— START Article —

# Matagorda Bay Out Of Sargent Tx, Great Fishing And Plenty Of Trophy Fish



## Capt. Hollis Forrester (Jun 17, 2006)

Many daYs have passed and many days off fishing have has happened since I have posted a report on 2cool due to many technical issues they have been happening. I have not been able to write a report since November, so therefore there are way too many photos to post but I'll put on as many as I can in the comment section of the post. "So let's start" 
I have to begin from winter to now into our transition of Spring because we have been landing many quality fish all winter up to now no doubt. Our wade fishing has been phenomenal and now that we are into our longer warming trends it's really going to blow up. Corkys were king all the way through winter but now they are pretty much smacking any artificial you choose if you have the right presentation. The large trout are lurking on the flats in which we have been extremely consistent with Trout in the 5-8 lb range and ++ some. As far as our redfish go they have been stacked up like cordwood , you name it they will eat it. Now with our drift fishing, I can accomplish the same results as wade fishing but I have to change the tactics some. Pretty much making long drifts on great areas and marking schools defiantly make for a fun day. I cover it all out here so wether you like to drift fish in the boat or wade those pretty flats I can make it happen. 
We are looking at fantastic February and Spring with one heck of a healthy Bay Complex. Lots of fish, lots of beauty, and lots of laughs, It's great out here!
****In February i run my annual Wintertime special with a great rate**** and also I do have some good days left in February and some weekend days available likewise. March is about the same as February with some great days on weekdays and weekends but they will move fast so check in with me. Also I have lodging available on Caney Creek close to the marina but check for availability when booking your trip. Appreciate everyone reading the reports and wish everyone luck out there.
Capt. Hollis Forrester 979-236-3115 
[email protected] www.capthollisforrester.com
Facebook: Matagorda Bay Fishing Guide "awesome fast reports and great info"
#7dayaddiction#downsouthlures#chickenboylures#ezwade#grindterminaltackle#outcast_rods#troutsupportlures
Sent from my iPad


----------



## Capt. Hollis Forrester (Jun 17, 2006)

*photos*

photos


----------



## Capt. Hollis Forrester (Jun 17, 2006)

*photos*

photos


----------



## troutsupport (May 22, 2006)

Great Job Hollis, I've been hearing that you've been killing it all winter and it should get better soon as well.


----------

— END Article —

• Exercise set:
**A.** List every hashtag that appears in the fishing report thread.
**B.** Answer these from the fishing report thread:
(i) Since which month has the captain been unable to write a report?
(ii) In what weight range have the trout on the flats been?
(iii) Where does the captain have lodging available?
**C.** From the fishing report thread, pull out the passage starting at "We are looking" and ending at "great out here!".

— START Data supplied —

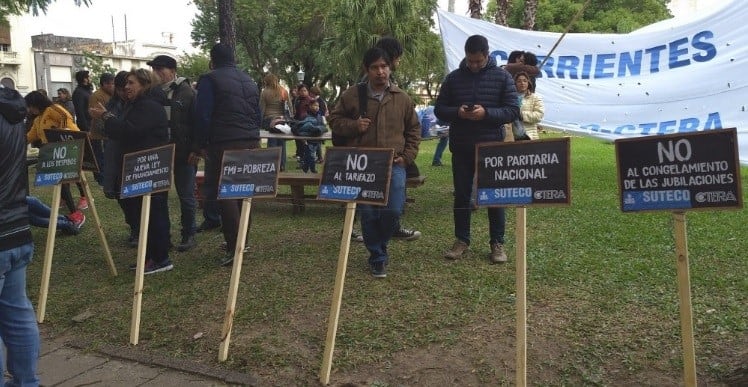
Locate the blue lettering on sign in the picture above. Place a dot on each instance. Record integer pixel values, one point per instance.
(140, 188)
(47, 179)
(683, 125)
(236, 191)
(679, 52)
(338, 192)
(504, 196)
(656, 200)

— END Data supplied —

• The responses:
**A.**
#7dayaddiction
#downsouthlures
#chickenboylures
#ezwade
#grindterminaltackle
#outcast_rods
#troutsupportlures

**B.**
(i) November
(ii) 5-8 lb
(iii) On Caney Creek, close to the marina

**C.**
We are looking at fantastic February and Spring with one heck of a healthy Bay Complex. Lots of fish, lots of beauty, and lots of laughs, It's great out here!